▶ _WHAT THE EXERCISE ASKS_: Your reply should reproduce the data below without a single alteration, apart from dropping the images.
○ ○ ○
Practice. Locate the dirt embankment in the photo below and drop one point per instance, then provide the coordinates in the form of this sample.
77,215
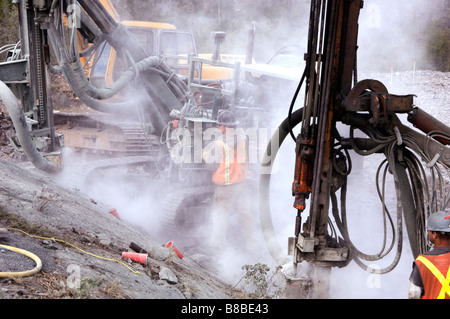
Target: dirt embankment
80,244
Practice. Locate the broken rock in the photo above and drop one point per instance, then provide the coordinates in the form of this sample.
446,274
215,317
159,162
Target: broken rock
167,275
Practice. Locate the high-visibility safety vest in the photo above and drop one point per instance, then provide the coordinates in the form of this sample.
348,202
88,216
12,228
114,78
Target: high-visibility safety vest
435,272
233,166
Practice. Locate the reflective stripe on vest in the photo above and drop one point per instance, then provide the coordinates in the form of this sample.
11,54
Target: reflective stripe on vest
445,281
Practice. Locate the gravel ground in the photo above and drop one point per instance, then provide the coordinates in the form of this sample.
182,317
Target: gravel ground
33,202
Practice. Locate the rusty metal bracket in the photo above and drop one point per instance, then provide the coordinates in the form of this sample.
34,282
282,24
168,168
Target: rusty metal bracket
372,96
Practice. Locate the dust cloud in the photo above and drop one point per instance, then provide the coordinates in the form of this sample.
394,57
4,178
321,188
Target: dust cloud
390,39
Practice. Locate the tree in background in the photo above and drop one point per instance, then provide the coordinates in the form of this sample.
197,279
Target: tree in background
438,45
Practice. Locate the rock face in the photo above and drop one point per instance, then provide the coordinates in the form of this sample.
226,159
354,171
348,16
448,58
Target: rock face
80,240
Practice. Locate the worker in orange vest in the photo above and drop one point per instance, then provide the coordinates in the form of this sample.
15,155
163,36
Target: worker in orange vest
430,278
232,215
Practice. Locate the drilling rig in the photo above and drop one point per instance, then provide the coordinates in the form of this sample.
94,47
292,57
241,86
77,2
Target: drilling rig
418,161
148,100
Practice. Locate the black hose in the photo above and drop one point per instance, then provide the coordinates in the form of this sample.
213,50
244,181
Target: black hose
264,183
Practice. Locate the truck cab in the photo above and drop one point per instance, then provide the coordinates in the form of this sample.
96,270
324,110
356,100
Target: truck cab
157,39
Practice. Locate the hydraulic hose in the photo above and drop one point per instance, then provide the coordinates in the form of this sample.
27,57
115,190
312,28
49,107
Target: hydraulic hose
31,272
264,183
22,131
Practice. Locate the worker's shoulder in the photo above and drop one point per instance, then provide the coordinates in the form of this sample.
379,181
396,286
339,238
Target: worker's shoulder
438,251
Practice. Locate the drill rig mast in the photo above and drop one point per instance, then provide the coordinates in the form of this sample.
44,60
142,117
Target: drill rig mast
332,95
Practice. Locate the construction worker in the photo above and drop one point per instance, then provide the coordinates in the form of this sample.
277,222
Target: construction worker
228,158
430,278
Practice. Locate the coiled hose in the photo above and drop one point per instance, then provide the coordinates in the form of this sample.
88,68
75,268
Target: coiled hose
31,272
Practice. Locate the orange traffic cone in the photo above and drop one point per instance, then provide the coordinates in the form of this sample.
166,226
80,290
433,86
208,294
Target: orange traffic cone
140,258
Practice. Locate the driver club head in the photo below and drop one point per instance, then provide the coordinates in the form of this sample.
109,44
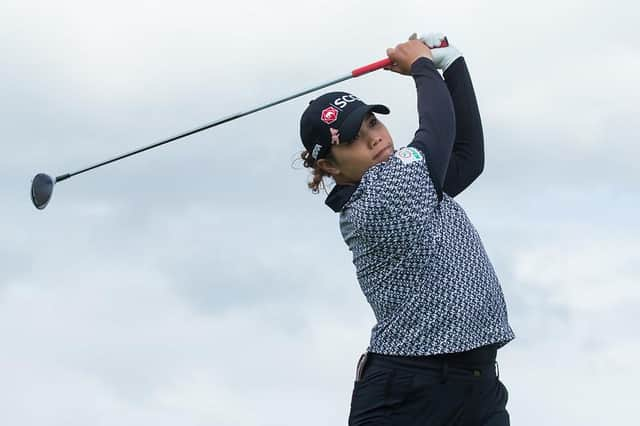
○ ○ ○
▶ _SOLUTION FOR THIS PROBLEM_:
Practice. Locate the dirt embankment in the photo below and drop one point per instance, then provide the coordinates in the form of this sample.
77,215
Target: dirt embankment
80,244
Practice. Locate the broken rock in the photo above and drop one point per instance, then provide the coordinates in the form of this sample.
446,274
215,317
159,162
Target: broken rock
167,275
Practice. Locate the high-visibility safety vest in the photo above and drop one point per instance, then provide the coordinates in the form of this sample.
348,202
88,216
12,228
114,78
Target: high-visibility safety vest
435,272
233,166
Practice. Locate the reflective stripe on vest in the photo above and drop one point per instance, then provide the coordinates in the form of this sample.
11,54
Target: reflective stripe on vest
445,281
Practice. Locate the gravel ground in the photo above and drop one point per instance, then provide the coordinates in the form of this sample.
182,317
Target: gravel ground
33,202
Practice. Locate the rusty metal bracket in the photo above and drop one point per instance, then provide the coordinates in the form of this sample.
34,282
282,24
168,168
Target: rusty metal bracket
372,96
Practice. Locate the dust cloud in the photo above and drop one point per instance, then provide the coordinates in the form of this sample.
394,57
4,178
321,188
Target: dust cloud
390,39
Practice. Locate the tree in background in the photo above and drop one point per instance, then provide the coordinates in the form of this sample.
197,279
Target: tree in background
438,45
Practice. Locate the rock face in the photo above and drop one point per instance, then provide the coordinates in the form of this sample.
226,159
354,171
348,16
448,58
Target: rock face
80,240
Practice. Locate the worker in orange vest in the photo above and drop one point per instance, then provide the coordinates in the form of this sample.
15,155
163,36
Target: worker in orange vest
430,278
232,215
Practice. Locate the drilling rig in the photo above and drop one point per instance, then provide the coordinates in the form of this sample.
94,47
292,57
241,86
77,2
Target: drilling rig
418,161
148,100
Practice. Locate the black hose in the photo above and drop one point per instance, then provide the coordinates in the form of this sample.
213,50
244,181
Target: black hose
264,183
Practice. Locate the truck cab in the photo above and drop one point per instance, then provide the coordinates in the form of this sample.
96,270
324,110
356,100
Target: truck cab
157,39
Practice. Locate the hydraulic hose in the photo above and drop one point per instance, then provide the coordinates in the form of this sample.
27,57
115,190
312,28
49,107
Target: hydraulic hose
31,272
264,183
22,131
Practice. Locate the worker's shoulder in the photo above and drop one point per instance, then provide the coordinates in the form of this sample.
379,181
396,286
339,238
Target: worker's shoulder
438,251
Practice. Locate the drill rig mast in the photo above and drop one point per instance, then provide the coordinates in the form of this sample.
44,60
142,117
Target: drill rig mast
332,95
Practice. Locate the construction worker in the photo above and drop one point per instance, then provide the coordinates in the form of this sample.
277,222
Target: construction worker
228,158
430,278
Practice. Locate the coiled hose in the photo above and drop one point per instance, then provide the coordinates in the form of this sample.
88,68
75,268
Target: coiled hose
31,272
Practice. Locate the orange traffic cone in the photo above and drop one point per instance, then provide the coordinates in the form of this sample.
166,226
80,290
433,86
208,294
Target: orange traffic cone
140,258
Practice. Locate the driver club head in the photo below and drop one point per instance, then provide the coordinates in the form of this sample.
109,44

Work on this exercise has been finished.